──────── ROWS ────────

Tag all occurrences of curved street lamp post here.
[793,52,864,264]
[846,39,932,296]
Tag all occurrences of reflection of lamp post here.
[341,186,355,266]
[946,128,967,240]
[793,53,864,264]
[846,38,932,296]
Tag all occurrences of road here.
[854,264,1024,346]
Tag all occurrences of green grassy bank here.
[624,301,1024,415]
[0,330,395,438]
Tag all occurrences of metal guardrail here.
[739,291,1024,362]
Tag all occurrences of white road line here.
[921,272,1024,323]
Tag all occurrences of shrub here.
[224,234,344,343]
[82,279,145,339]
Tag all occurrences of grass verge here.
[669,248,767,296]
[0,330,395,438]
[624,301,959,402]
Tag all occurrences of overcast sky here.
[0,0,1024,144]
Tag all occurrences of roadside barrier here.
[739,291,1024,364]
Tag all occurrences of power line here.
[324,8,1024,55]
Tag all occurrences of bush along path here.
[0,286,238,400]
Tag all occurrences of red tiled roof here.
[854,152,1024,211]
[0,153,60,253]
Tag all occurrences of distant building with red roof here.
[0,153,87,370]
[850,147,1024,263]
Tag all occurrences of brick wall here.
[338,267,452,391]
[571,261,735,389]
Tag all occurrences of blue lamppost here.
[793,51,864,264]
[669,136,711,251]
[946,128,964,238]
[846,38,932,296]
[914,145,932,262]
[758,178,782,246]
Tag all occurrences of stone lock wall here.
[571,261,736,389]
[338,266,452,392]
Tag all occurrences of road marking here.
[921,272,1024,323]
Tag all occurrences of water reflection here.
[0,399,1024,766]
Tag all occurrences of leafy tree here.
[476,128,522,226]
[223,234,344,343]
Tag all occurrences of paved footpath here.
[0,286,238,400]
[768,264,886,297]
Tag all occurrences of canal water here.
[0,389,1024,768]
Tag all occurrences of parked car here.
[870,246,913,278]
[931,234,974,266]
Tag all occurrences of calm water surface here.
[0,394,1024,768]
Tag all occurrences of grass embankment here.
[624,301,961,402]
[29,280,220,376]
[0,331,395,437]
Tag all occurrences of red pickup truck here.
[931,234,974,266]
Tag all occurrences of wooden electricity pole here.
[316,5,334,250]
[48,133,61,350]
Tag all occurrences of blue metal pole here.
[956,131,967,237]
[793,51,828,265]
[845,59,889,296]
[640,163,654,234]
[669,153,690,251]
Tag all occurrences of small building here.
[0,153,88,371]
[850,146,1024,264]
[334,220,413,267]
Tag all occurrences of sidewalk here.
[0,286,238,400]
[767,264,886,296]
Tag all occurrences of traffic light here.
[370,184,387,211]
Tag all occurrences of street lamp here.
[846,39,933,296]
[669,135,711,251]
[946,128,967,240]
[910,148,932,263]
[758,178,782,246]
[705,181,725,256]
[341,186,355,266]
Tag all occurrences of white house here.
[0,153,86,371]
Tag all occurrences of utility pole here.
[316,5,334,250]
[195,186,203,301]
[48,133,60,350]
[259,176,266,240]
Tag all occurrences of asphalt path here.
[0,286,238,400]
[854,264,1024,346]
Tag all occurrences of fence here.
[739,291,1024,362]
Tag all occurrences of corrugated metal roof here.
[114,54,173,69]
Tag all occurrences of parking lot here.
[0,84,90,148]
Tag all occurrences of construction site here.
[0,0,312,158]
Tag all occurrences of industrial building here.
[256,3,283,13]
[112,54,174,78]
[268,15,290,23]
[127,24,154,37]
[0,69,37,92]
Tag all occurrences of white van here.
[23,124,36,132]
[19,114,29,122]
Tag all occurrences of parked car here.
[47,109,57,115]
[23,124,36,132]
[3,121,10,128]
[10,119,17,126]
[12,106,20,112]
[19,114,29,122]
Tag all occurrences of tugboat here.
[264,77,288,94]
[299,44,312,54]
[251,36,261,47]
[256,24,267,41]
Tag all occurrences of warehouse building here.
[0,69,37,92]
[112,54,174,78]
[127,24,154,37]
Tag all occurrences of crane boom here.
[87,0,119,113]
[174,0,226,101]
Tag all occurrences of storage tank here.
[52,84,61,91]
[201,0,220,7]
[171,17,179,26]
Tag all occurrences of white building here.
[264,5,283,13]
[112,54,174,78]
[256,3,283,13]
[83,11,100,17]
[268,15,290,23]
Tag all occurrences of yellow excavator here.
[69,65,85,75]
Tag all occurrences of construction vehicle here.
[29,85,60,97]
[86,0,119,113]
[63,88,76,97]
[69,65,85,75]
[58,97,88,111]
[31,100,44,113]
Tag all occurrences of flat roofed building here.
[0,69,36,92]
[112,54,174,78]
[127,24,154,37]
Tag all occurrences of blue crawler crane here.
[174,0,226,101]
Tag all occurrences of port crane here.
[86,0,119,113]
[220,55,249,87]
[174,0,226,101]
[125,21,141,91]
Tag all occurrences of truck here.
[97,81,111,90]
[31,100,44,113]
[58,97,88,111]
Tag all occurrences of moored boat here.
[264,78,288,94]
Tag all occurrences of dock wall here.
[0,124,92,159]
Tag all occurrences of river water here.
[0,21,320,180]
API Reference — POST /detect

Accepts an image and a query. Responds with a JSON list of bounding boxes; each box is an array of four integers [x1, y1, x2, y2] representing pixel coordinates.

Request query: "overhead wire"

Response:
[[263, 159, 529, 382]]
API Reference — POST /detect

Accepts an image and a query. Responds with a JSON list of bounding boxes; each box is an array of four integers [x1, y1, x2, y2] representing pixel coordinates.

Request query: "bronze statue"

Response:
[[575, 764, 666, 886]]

────────

• [EXERCISE DIRECTIONS]
How many lines of the listing above contain the string "wall"? Reply with the number alone.

• [FULL RESPONSE]
3